=== Begin Enclosure ===
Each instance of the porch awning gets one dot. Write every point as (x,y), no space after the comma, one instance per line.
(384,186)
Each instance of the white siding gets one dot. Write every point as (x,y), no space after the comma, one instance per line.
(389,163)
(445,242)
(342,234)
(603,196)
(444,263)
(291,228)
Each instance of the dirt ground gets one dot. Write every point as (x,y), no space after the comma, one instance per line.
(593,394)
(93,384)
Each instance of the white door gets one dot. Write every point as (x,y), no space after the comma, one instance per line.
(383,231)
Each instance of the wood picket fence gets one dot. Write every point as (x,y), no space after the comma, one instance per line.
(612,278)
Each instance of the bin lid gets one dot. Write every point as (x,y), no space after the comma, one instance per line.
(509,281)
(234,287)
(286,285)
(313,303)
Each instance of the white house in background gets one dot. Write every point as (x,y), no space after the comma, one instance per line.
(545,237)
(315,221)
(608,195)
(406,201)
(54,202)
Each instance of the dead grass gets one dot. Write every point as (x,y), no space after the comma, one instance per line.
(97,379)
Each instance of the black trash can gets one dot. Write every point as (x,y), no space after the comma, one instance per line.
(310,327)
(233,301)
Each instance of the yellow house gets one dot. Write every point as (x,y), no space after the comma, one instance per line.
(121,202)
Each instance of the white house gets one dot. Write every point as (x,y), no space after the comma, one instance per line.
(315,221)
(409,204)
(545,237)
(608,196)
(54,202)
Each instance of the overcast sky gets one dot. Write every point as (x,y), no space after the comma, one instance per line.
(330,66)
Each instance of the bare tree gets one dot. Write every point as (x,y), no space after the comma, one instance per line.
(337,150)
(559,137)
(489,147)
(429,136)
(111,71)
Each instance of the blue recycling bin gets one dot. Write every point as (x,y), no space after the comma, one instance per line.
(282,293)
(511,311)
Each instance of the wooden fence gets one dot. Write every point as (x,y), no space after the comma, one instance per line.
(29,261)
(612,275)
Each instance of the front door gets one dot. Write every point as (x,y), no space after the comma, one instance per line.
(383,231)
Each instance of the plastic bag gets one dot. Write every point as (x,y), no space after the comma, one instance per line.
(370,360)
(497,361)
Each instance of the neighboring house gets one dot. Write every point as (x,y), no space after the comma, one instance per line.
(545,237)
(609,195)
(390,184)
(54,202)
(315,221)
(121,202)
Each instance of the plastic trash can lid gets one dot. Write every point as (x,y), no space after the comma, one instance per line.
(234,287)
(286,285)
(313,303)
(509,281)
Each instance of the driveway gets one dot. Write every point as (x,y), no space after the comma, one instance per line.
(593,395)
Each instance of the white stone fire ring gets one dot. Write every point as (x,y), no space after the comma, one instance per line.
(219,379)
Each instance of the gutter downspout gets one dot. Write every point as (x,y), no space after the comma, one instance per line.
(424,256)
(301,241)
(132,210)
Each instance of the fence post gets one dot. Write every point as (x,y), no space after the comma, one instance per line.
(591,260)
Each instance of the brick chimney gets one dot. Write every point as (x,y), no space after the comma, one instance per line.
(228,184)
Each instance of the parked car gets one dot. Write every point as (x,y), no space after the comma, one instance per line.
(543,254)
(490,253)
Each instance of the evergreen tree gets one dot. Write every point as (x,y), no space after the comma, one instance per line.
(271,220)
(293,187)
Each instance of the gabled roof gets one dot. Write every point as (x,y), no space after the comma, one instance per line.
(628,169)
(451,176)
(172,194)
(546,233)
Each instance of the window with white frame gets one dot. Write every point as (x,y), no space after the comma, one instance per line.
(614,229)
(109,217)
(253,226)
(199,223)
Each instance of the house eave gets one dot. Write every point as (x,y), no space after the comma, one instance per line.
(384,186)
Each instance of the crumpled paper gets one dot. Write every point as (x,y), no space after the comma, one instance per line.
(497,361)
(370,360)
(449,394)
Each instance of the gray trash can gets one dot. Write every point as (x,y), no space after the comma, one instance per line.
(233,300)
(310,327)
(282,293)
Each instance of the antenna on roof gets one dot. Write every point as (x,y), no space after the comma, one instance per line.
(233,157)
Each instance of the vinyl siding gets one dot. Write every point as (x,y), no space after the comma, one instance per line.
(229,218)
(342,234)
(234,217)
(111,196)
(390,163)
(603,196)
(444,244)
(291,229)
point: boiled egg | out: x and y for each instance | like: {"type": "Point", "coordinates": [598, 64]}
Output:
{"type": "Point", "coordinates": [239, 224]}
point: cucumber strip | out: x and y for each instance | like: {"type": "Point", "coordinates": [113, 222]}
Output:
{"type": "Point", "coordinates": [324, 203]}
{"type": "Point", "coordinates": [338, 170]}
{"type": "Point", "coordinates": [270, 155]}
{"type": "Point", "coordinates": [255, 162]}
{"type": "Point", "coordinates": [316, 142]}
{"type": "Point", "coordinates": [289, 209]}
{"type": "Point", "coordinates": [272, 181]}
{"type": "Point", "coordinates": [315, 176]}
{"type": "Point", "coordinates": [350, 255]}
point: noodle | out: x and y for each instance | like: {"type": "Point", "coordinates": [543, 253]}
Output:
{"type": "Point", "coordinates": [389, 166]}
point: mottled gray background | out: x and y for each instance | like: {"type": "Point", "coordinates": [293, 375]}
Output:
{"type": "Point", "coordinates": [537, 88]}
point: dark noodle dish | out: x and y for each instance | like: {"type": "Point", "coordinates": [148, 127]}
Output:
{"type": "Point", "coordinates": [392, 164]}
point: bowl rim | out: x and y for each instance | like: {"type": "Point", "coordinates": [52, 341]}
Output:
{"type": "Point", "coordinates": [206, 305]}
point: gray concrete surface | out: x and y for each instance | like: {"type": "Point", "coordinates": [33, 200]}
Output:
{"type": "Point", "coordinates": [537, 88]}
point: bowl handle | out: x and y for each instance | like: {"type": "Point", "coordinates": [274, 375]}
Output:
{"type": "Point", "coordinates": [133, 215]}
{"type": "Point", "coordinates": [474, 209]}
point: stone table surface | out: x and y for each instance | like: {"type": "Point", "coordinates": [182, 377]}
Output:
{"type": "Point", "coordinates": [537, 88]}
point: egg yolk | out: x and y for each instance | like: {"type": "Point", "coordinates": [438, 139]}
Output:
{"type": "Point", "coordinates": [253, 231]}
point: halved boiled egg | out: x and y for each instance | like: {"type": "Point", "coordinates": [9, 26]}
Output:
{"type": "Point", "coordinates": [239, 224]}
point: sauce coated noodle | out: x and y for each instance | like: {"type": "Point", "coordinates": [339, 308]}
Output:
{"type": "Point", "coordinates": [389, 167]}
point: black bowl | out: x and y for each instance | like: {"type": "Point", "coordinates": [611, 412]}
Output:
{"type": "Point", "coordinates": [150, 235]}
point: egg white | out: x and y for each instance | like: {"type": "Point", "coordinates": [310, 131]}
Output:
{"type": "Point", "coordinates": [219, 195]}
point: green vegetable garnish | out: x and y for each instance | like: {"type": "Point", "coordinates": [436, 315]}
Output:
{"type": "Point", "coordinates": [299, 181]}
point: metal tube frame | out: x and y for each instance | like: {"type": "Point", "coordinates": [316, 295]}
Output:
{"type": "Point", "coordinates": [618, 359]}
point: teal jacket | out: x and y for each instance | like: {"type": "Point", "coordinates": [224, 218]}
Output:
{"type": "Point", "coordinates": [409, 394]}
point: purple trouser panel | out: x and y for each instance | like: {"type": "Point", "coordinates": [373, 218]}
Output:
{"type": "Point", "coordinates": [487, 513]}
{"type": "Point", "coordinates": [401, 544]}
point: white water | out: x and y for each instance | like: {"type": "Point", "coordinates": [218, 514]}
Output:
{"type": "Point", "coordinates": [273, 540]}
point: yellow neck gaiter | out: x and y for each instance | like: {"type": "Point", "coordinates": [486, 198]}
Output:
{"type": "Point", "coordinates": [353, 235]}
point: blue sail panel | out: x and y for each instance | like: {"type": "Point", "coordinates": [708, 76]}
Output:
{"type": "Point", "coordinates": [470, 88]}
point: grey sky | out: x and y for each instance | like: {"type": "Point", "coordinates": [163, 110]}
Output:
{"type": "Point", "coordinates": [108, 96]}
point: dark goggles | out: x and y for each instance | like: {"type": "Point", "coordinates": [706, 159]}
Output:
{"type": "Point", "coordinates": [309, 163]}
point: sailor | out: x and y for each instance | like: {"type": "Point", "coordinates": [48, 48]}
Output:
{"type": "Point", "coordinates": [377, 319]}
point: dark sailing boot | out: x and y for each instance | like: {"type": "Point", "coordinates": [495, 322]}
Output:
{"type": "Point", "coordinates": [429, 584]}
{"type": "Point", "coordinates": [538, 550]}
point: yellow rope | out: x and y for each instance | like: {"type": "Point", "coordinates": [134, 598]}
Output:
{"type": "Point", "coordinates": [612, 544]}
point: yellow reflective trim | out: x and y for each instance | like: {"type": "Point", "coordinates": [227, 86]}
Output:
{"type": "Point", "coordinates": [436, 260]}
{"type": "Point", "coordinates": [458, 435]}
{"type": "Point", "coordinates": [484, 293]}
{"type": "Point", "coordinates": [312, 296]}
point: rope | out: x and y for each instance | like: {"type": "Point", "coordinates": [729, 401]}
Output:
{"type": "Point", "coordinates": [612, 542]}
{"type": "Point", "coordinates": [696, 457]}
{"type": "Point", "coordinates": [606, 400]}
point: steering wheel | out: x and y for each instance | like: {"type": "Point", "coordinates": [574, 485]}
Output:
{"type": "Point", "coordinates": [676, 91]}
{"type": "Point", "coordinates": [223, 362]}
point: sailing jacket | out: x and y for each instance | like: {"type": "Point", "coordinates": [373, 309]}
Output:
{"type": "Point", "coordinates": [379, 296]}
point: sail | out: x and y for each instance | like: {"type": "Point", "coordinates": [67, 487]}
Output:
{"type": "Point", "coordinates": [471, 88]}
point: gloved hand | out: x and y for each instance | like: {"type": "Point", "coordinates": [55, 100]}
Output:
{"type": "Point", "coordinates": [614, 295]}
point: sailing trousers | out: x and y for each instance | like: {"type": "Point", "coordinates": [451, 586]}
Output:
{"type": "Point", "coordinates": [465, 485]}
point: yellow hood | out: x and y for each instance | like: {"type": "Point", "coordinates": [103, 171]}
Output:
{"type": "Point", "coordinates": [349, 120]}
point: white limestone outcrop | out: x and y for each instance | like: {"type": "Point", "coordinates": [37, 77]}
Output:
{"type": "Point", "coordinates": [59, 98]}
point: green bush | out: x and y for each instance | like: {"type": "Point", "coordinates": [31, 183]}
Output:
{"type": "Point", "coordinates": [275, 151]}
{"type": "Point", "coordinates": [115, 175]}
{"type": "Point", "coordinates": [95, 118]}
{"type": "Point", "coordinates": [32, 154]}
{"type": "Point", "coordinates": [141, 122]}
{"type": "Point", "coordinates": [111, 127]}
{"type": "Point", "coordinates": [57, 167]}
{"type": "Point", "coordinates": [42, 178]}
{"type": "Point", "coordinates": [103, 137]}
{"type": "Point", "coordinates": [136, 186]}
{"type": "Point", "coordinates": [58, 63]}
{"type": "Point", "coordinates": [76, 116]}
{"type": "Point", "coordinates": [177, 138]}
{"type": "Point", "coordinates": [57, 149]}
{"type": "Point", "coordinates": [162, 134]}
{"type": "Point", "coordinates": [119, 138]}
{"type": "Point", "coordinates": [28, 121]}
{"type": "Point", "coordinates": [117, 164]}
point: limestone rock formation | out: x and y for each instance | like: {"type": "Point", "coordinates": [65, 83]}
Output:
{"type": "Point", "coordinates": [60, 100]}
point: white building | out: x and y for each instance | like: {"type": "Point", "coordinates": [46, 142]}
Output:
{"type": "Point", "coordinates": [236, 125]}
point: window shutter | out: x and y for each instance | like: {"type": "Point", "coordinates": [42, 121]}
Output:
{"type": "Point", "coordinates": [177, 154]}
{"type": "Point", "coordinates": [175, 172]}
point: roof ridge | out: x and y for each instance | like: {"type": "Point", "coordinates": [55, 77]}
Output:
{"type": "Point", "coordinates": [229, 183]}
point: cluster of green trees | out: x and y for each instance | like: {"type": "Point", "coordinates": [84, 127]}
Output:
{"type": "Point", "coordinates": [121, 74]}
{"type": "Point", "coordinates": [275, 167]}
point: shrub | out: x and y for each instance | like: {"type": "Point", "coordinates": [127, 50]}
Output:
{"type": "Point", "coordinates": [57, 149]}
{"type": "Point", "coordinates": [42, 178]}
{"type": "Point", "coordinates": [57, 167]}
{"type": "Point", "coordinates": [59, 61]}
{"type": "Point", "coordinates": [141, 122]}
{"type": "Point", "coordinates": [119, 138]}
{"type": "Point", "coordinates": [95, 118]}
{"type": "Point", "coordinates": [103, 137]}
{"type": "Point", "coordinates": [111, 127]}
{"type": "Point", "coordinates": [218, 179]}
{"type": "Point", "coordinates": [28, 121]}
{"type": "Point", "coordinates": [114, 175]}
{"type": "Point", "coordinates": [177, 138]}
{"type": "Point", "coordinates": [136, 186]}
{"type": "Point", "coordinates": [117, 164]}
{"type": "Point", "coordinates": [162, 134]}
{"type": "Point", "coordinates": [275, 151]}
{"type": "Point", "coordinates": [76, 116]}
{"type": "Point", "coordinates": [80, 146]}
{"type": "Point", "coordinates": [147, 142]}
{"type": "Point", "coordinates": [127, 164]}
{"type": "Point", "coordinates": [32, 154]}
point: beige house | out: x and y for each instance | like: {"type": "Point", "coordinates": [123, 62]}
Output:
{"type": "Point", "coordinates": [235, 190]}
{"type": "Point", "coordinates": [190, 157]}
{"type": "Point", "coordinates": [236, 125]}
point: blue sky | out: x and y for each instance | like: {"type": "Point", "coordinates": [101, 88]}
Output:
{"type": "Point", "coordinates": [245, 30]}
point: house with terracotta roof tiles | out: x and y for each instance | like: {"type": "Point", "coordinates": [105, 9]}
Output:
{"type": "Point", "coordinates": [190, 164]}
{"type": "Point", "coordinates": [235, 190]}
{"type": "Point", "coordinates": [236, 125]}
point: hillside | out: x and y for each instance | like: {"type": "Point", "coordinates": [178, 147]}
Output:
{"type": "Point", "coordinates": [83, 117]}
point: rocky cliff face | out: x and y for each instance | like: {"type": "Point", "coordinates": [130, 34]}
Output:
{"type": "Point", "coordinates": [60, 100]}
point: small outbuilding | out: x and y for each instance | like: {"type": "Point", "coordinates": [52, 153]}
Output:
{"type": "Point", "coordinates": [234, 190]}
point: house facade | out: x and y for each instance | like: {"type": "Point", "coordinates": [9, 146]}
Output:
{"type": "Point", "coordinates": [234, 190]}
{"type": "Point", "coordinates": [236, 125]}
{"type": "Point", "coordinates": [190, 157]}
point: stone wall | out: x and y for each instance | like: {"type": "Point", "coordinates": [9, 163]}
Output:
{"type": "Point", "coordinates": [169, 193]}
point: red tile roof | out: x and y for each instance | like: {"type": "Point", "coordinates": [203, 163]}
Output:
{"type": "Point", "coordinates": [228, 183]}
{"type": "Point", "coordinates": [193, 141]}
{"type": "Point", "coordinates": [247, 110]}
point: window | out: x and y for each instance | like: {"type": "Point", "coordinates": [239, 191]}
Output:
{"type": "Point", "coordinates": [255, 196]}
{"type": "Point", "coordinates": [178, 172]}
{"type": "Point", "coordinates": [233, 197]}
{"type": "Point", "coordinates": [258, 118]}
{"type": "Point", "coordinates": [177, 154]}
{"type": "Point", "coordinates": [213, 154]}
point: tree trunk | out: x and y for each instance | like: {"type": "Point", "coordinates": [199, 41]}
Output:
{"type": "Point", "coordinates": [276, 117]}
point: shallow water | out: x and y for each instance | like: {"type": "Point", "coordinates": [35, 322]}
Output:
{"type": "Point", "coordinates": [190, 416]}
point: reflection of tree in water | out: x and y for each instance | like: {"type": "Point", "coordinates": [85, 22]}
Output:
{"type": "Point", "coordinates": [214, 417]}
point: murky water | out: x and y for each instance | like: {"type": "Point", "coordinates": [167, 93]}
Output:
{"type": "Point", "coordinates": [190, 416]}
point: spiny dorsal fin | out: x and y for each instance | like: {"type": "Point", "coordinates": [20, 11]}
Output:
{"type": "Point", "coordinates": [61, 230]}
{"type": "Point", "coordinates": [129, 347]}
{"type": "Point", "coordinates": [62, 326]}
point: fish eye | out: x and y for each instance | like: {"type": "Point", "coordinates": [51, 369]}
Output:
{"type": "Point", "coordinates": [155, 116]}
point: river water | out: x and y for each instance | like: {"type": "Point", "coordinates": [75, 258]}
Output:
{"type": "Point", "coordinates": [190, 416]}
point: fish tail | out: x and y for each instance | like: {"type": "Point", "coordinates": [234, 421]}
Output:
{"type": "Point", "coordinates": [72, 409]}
=== End Enclosure ===
# Activity:
Retype, without any change, the lines from the one containing "point: river water" through the final line of the material above, and no others.

# Result of this exercise:
point: river water | out: x and y for each instance | like: {"type": "Point", "coordinates": [75, 258]}
Output:
{"type": "Point", "coordinates": [190, 416]}
point: fish tail | out: x and y for each instance | like: {"type": "Point", "coordinates": [234, 421]}
Output:
{"type": "Point", "coordinates": [72, 409]}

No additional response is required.